Текст для чтения:
..........
Вот уж куда не добираются нормальные туристы. Южная окраина Буды, час автобусом из центра, никакой вам Австро-Венгрии - сплошной панельный социализм пополам с закопченными лабазами, вросшими в землю от старости…
А потом возникает дворец. С высоким фронтоном, со статуями на крыше, с колоннами и балюстрадами, со всем дворцам полагающимся набором аксессуаров и знаков отличия.
Только маленький.
Можно было бы назвать усадьбой, но дворец звучит солиднее. По-венгерски при этом его полагается называть Kastély, словом, в котором явно звучит castle, castillo, - castellum, то есть, крепость. Или замок? Если да, то такой, как у Пушкина:
Почтенный замок был построен,
Как замки строиться должны:
Отменно прочен и спокоен
Во вкусе умной старины.
Внутри - музей мебели.
Небольшой, скромный, вполне провинциальный, но тем и любопытный. Абсолютных шедевров нет (да и что это такое - шедевр мебельного искусства?), но подобраны экспонаты так, что вполне подтверждают школьный курс истории. Иллюстрируют. Причем, если б это были произведения высоких искусств, то веры им было бы меньше: живописцы, скульпторы, не говоря уж об архитекторах, дух эпохи способны не только отражать, и вполне себе самостоятельно формировать, сознавать, инициировать. За мастерами шкафов и кресел такого, вроде бы, не водится. Они народ скромный, поперек эпохи не высказываются.
Так и укладывается все экспозиция в русло представлений о том, какова была история Европы. Вещи итальянского Ренессанса выглядят радостно - со времен Средневековья ни типы мебели, ни технология еще особо не изменились, но всяческой декоративности и гедонизма наглядно прибавилось.
Все, что можно украсить - чем-нибудь, как-нибудь, да украшено. И не религиозными какими-нибудь сценами, а картинками из жизни. Несколько стояло в залах шкафов и сундуков, на стенках которых - интарсии с архитектурными мотивами: домики, башенки, города. Земная жизнь людей-горожан. Живет такой горожанин, бюргер, polgár, в своем доме в городе - и осознает свою жизнь именно как протекающую не где-то между небом и землей, и не на земле, среди полей и лесов, как веками осознавал крестьянин, а именно - в городе. А в доме его на самом почетном месте стоит шкаф, и изображен на его стенке опять же город: дома, ворота, шпили, окна в домах. За окнами - комнаты, и в комнатах у соседа-горожанина тоже проистекает соседская городская жизнь.
Дата 1584 вырезана на колыбельке французским мастером. Семья, ее заказавшая, надо полагать, была состоятельная. Колыбелька небольшая, ребенок из нее через полгода вырастет - но солидная, дорогая, на высоких столбах: маме или кормилице нагибаться не надо. 1584-й: основан Архангельск, убит Вильгельм Оранский. Венгрия разорвана на кусочки: западной частью владеют Габсбурги, на востоке правят князья Батори, все прочее, включая Буду и Пешт - в руках турок. Жизнь младенцу предстояла не скучная…
А рядом с этим монументальным голландским шкафом XVII века сразу возник призрак его хозяина. Мы же их, голландцев XVII века, красномордых, крепких, основательных, в лицо знаем - многих и многих; спасибо Хальсу, Терборху, Стерну и прочим Остаде. Торговлей заработанные деньги в таком шкафу должны храняться, кубки серебряные и раковины заморские с картин Питера Класа и Виллема Кальфа. И карты, географические карты! Уже с Америкой, но еще без Новой Зеландии.
..........
Набор данных:
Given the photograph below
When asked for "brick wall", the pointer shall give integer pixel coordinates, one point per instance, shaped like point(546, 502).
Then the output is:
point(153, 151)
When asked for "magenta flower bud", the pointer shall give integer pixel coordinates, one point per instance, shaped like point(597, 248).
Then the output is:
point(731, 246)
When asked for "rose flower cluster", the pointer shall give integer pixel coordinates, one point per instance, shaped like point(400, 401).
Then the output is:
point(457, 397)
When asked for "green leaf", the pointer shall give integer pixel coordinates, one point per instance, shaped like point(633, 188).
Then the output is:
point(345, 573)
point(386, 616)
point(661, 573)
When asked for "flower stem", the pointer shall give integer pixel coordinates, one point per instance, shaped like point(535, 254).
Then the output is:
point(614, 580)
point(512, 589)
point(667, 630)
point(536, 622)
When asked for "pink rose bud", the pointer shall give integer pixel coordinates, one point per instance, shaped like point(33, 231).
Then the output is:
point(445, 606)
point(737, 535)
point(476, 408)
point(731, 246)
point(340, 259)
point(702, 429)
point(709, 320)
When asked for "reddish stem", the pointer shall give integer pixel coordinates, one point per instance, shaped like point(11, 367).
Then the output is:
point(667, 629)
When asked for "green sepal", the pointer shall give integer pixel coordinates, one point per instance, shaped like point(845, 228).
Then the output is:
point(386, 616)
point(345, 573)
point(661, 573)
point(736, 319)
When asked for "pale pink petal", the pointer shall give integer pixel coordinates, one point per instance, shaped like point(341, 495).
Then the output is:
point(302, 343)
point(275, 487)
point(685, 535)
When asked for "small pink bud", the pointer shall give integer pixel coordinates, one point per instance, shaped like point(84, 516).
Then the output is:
..........
Список заданий:
**1.** Определите, согласуются ли утверждения (а), (б), (в) с текстом о музее мебели. Для каждого ответьте «да» или «нет» и дословно приведите решающие слова текста.
(а) Дворец стоит в центре Буды.
(б) Дату 1584 на колыбельке вырезал французский мастер.
(в) В музее есть абсолютные шедевры мебельного искусства.
**2.** Дословно процитируйте отрывок из текста о музее мебели от слов «Внутри - музей» до слов «эпохи не высказываются.» включительно.

Ответы на задания:
**1.**
(а) Нет: «Южная окраина Буды, час автобусом из центра».
(б) Да: «Дата 1584 вырезана на колыбельке французским мастером».
(в) Нет: «Абсолютных шедевров нет».

**2.**
Внутри - музей мебели.
Небольшой, скромный, вполне провинциальный, но тем и любопытный. Абсолютных шедевров нет (да и что это такое - шедевр мебельного искусства?), но подобраны экспонаты так, что вполне подтверждают школьный курс истории. Иллюстрируют. Причем, если б это были произведения высоких искусств, то веры им было бы меньше: живописцы, скульпторы, не говоря уж об архитекторах, дух эпохи способны не только отражать, и вполне себе самостоятельно формировать, сознавать, инициировать. За мастерами шкафов и кресел такого, вроде бы, не водится. Они народ скромный, поперек эпохи не высказываются.